*** Text block ***

Timed to tie in with the Prisoners' Justice Film Festival, our co-sponsor for this film. 

Giselle Dias, who heads the PJFF, will speak and moderate Q and A.

Doors open 6:00 pm for set-up 

After introductory remarks, the film will start at 7:00 sharp.

Late comers please enter through the door at the back of the room. 

Everyone is welcome! 

This is a FREE event offered by Cinema Politica in parternership with the London Public Library.

FRAGRANCE FREE EVENT! Please be respectful of attendees who have serious allergies! 

Organized by the Solidarity Film Coalition under the auspices of the London Chapter of the Council of Canadians.

Cosponsored by the London Public Library, the Prisoner's Justice Film Festival, L.A.C.A.S.A. and Seeds of Hope, 

Details: 

http://www.cinemapolitica.org/london 

Visions of Abolition is a feature length documentary about the prison industrial complex and the prison abolition movement. 

Part I 
“Breaking down the Prison Industrial Complex” weaves together the voices of women caught in the criminal justice system, and leading scholars of prison abolition, examining the racial and gendered violence of the prison system. Our film features the work of Susan Burton, a formerly incarcerated mother who established A New Way of Life, a group of transition homes for women coming home from prison in South Los Angeles (39 mins). 

Part II 
“Abolition: Past Present and Future,” documents the recent history of the prison abolition movement through the organizing efforts of Critical Resistance and explores the meaning of abolitionist politics. By focusing on the collaboration between Critical Resistance and A New Way of Life, (known as the L.E.A.D. Project) the second half of the film unfolds a vision of abolition in practice (48 mins). 

*FOR IMMEDIATE RELEASE*

‘Visions of Abolition’ documentary linked to Ontario migrant detentions and crisis at Elgin-Middlesex Detention Centre In conjunction with the London Public Library (londonpubliclibrary.ca), Cinema Politica London (cinemapolitica.org/london) presents the documentary film Visions of Abolition on Monday February 9, 2015 starting at 7 pm, in the Stevenson and Hunt Room, London Public Library, 251 Dundas St. 

“The reality is that colonialism and racism are still inextricably linked to higher incarceration rates of Indigenous people and People of Colour,” says Giselle Dias of the Prison Justice Film Festival. In the trailer (www.visionsofabolition.org/trailer.html), Angela Davis makes the connections between slavery, indentured servitude, and prisons. “Canadians must also see the links to the over-incarceration rates of Indigenous people to on-going colonization (reserves, residential schools, 1960's scoop and now prisons).” continues Dias. “Our jails (including the Elgin-Middlesex Detention Centre outside London) are over-crowded and therefore dangerous because we continue to over-incarcerate people with mental health issues, homeless people, poor people, immigrants and refugees and other marginalized populations. We must start putting resources into housing, mental health services, harm reduction, addressing poverty and most importantly stop considering prisons a solution to social problems.”

***

The exercise:
In the Visions of Abolition announcement, what reason does Dias give for calling jails such as the Elgin-Middlesex Detention Centre dangerous? Answer in one to three sentences. The lines that come next have no connection to the Visions of Abolition announcement.

*** Records shown ***

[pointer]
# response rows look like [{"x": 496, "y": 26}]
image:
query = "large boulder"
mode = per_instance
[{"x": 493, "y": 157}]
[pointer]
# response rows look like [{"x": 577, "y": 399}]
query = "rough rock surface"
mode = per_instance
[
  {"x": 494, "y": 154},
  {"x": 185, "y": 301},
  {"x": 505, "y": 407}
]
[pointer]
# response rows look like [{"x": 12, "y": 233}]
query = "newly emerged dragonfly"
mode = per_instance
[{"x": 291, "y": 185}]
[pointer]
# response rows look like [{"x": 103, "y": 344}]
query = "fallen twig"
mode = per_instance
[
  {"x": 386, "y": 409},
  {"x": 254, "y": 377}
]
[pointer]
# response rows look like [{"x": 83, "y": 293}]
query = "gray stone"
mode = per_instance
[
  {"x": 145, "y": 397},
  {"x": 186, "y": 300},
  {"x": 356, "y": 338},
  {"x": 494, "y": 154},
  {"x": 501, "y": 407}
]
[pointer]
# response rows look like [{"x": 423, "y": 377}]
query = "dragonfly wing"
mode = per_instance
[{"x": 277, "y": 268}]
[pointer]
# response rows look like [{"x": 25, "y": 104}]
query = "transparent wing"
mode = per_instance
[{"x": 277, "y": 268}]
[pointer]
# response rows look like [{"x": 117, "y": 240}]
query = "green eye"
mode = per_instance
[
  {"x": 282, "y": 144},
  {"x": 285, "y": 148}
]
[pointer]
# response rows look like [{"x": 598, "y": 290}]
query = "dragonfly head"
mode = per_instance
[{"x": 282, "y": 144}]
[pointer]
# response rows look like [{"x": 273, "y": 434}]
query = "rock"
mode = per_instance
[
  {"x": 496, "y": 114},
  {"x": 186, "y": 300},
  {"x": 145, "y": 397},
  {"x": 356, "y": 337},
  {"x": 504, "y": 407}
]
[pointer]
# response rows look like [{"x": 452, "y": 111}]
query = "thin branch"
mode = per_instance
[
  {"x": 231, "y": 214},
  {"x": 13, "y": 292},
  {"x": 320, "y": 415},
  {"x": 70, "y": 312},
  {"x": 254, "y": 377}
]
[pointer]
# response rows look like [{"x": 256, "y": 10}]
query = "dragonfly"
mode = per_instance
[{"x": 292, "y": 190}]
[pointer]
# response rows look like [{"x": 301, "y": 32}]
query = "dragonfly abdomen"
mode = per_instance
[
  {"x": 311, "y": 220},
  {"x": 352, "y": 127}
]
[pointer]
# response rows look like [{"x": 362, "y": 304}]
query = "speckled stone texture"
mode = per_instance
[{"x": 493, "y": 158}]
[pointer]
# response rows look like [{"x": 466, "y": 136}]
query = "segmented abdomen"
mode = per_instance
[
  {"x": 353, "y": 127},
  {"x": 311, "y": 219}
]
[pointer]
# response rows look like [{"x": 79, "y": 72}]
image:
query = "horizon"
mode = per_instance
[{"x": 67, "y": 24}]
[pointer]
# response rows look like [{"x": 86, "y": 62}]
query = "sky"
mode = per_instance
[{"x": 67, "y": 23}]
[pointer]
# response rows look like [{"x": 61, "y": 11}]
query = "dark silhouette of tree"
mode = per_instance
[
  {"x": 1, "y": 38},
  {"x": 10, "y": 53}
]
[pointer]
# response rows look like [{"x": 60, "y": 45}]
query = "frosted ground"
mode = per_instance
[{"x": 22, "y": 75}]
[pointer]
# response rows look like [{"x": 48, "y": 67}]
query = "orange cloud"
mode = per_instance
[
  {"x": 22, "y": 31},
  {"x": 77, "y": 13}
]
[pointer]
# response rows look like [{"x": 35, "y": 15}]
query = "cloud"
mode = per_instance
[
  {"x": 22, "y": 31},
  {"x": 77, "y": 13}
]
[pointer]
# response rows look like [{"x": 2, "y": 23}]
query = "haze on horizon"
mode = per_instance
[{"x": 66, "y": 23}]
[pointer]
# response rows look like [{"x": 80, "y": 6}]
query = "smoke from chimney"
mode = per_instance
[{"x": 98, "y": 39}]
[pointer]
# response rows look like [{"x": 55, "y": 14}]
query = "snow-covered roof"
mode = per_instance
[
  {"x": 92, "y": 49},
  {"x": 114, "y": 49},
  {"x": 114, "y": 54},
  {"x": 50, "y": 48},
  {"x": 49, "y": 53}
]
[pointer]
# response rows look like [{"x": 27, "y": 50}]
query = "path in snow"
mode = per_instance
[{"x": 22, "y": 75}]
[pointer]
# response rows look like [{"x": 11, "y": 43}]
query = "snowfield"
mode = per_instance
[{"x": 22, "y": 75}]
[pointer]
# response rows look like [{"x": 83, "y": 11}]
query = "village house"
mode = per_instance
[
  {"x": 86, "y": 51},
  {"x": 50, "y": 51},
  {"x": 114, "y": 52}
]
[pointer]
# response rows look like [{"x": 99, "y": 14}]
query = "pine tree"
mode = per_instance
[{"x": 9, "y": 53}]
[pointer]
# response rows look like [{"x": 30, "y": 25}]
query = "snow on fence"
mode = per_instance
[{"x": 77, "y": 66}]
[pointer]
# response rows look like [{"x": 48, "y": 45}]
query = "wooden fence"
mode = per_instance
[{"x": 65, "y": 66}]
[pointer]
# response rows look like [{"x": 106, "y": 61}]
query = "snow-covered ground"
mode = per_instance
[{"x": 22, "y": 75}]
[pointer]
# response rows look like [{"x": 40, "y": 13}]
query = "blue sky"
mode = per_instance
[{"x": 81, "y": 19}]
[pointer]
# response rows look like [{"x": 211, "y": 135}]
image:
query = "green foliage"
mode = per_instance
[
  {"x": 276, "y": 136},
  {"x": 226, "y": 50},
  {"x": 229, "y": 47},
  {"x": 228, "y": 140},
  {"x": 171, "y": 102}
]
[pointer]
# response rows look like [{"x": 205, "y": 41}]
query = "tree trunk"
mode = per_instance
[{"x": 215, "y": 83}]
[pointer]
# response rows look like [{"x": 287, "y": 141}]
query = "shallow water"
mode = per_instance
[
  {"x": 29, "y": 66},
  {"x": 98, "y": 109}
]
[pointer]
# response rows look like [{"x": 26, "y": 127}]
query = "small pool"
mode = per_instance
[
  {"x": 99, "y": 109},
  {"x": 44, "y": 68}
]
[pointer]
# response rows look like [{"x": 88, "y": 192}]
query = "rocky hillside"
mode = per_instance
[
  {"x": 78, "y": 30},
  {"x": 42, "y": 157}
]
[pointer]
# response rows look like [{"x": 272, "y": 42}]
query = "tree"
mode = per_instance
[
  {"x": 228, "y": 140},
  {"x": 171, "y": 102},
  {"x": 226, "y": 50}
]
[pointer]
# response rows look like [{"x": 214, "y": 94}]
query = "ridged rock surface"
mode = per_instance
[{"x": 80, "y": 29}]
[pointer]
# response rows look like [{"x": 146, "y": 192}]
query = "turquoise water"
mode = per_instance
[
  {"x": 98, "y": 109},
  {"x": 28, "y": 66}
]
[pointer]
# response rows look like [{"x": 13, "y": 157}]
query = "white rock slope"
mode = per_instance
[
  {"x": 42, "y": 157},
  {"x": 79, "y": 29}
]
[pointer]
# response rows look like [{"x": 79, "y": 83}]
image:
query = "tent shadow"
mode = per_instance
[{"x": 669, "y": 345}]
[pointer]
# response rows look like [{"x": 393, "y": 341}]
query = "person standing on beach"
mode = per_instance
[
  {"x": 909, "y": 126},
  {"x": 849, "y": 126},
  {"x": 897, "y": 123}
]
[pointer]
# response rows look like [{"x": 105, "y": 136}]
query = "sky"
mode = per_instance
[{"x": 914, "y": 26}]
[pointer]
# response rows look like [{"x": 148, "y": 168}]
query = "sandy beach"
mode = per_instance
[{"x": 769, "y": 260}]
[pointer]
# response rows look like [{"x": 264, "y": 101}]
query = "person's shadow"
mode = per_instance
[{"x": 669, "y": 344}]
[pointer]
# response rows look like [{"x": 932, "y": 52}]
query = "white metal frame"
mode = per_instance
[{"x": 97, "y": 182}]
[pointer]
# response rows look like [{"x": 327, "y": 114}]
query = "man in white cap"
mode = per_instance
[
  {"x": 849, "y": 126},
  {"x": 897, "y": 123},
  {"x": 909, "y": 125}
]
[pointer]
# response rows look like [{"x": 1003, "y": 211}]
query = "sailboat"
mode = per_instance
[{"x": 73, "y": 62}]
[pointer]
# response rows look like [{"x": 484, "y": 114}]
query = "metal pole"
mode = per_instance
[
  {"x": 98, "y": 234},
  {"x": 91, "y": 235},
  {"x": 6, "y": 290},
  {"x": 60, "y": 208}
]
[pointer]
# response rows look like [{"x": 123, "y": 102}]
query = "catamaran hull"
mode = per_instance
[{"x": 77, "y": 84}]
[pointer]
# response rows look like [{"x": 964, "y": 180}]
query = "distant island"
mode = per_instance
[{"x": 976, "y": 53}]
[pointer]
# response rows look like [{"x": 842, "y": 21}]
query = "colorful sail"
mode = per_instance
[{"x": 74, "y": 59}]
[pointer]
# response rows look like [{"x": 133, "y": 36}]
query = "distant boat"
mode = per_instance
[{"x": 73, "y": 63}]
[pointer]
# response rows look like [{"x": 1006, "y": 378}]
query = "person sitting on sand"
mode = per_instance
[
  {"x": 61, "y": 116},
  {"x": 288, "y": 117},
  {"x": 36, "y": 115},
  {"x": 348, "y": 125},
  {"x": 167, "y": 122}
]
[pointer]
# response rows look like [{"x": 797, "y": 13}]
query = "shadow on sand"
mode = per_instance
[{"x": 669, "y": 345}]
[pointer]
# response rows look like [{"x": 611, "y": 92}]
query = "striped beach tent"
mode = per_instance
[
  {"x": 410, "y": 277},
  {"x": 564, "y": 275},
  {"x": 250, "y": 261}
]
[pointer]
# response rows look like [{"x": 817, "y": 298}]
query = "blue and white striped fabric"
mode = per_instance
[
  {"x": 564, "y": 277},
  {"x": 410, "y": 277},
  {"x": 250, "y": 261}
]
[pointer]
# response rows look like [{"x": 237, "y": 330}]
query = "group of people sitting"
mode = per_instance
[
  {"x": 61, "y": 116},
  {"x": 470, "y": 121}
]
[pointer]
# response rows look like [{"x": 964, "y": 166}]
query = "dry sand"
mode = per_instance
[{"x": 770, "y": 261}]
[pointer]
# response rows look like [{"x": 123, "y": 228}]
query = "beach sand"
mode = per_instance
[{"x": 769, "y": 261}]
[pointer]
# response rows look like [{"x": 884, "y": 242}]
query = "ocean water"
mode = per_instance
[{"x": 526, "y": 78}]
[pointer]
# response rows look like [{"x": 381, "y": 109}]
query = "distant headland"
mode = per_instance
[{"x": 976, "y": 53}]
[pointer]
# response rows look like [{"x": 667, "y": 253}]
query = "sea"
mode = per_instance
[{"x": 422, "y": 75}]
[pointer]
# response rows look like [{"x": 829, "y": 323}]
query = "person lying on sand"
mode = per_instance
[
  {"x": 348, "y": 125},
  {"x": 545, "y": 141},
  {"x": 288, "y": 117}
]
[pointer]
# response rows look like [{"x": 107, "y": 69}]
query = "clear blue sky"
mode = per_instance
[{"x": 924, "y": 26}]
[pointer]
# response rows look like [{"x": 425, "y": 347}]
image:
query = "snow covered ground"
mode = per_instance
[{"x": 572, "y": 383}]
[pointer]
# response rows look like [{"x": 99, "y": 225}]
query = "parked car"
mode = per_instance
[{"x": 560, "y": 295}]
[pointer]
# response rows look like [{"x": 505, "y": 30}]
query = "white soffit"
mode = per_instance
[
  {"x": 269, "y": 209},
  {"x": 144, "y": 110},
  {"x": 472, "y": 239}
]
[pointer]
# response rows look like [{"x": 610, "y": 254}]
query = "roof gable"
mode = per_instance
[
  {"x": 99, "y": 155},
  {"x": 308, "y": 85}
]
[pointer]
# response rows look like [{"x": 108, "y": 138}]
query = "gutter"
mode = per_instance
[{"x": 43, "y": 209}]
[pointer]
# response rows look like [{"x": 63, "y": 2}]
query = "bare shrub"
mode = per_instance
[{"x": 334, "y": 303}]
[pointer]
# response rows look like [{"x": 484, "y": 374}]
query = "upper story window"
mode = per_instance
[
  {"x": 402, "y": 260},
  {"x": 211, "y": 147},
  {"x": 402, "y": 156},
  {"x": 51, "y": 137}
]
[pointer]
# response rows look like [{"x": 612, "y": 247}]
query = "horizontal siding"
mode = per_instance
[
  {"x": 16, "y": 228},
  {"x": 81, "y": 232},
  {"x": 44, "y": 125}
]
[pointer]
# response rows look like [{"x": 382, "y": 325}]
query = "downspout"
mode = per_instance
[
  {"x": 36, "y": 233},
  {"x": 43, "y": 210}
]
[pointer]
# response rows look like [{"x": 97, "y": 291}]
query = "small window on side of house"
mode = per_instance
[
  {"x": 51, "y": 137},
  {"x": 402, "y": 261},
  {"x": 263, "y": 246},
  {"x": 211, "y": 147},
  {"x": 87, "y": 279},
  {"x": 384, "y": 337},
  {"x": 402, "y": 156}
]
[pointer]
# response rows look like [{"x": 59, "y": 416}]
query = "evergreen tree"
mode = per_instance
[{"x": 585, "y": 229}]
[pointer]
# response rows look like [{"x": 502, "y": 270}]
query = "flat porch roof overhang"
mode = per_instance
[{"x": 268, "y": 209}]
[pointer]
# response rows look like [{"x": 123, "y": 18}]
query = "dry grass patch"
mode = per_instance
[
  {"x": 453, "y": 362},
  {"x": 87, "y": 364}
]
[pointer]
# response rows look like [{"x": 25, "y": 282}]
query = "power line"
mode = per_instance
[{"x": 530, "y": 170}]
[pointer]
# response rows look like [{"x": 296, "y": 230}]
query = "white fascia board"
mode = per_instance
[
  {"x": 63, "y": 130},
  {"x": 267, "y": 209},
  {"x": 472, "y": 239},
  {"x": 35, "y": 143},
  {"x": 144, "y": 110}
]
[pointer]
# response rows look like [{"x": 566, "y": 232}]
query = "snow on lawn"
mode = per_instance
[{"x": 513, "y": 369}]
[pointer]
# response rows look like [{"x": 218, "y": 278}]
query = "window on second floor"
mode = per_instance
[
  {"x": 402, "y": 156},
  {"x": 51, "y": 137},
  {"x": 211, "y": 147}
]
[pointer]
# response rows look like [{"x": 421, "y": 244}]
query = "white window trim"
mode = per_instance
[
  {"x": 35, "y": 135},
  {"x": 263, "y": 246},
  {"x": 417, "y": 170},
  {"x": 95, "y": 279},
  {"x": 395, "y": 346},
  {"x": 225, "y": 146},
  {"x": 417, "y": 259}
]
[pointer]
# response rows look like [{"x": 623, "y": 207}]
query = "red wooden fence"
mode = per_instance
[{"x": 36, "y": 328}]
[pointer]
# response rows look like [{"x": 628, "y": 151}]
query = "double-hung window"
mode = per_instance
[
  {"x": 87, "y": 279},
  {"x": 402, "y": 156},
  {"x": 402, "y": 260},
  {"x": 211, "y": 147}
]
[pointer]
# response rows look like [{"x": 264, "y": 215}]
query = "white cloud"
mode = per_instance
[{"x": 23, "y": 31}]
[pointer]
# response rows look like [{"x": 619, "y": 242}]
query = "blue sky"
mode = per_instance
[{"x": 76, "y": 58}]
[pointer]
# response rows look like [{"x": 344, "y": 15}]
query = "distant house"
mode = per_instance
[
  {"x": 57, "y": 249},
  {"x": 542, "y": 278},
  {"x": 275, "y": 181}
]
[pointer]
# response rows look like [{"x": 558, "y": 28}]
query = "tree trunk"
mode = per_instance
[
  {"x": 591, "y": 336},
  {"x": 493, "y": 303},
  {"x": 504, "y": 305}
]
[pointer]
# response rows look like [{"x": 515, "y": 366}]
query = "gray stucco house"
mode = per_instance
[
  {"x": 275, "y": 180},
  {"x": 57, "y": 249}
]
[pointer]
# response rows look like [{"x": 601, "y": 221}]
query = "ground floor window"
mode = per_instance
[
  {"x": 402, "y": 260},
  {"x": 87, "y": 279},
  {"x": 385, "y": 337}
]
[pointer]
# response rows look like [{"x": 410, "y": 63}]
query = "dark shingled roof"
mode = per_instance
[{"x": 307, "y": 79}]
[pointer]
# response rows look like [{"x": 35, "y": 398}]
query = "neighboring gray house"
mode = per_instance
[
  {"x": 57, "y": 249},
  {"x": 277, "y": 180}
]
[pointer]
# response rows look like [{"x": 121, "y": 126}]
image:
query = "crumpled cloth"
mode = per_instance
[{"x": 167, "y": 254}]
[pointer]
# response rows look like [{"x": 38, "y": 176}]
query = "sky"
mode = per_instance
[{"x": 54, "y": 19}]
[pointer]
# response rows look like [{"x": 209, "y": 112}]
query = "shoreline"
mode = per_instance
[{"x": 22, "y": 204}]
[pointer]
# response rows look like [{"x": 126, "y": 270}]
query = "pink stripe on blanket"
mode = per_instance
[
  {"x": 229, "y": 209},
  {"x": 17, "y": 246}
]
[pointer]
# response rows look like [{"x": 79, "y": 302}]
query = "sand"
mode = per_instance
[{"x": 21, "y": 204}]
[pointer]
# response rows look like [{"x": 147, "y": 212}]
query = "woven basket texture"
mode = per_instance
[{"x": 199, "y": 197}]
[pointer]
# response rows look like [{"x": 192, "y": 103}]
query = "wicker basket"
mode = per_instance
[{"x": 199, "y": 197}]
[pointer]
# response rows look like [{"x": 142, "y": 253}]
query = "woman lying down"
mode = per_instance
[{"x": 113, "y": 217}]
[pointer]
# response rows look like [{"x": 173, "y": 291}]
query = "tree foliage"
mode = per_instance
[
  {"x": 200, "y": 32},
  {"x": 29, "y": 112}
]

***

Exercise response:
Dias says these jails are dangerous because they are over-crowded. They are over-crowded because people with mental health issues, homeless people, poor people, immigrants and refugees and other marginalized populations continue to be over-incarcerated.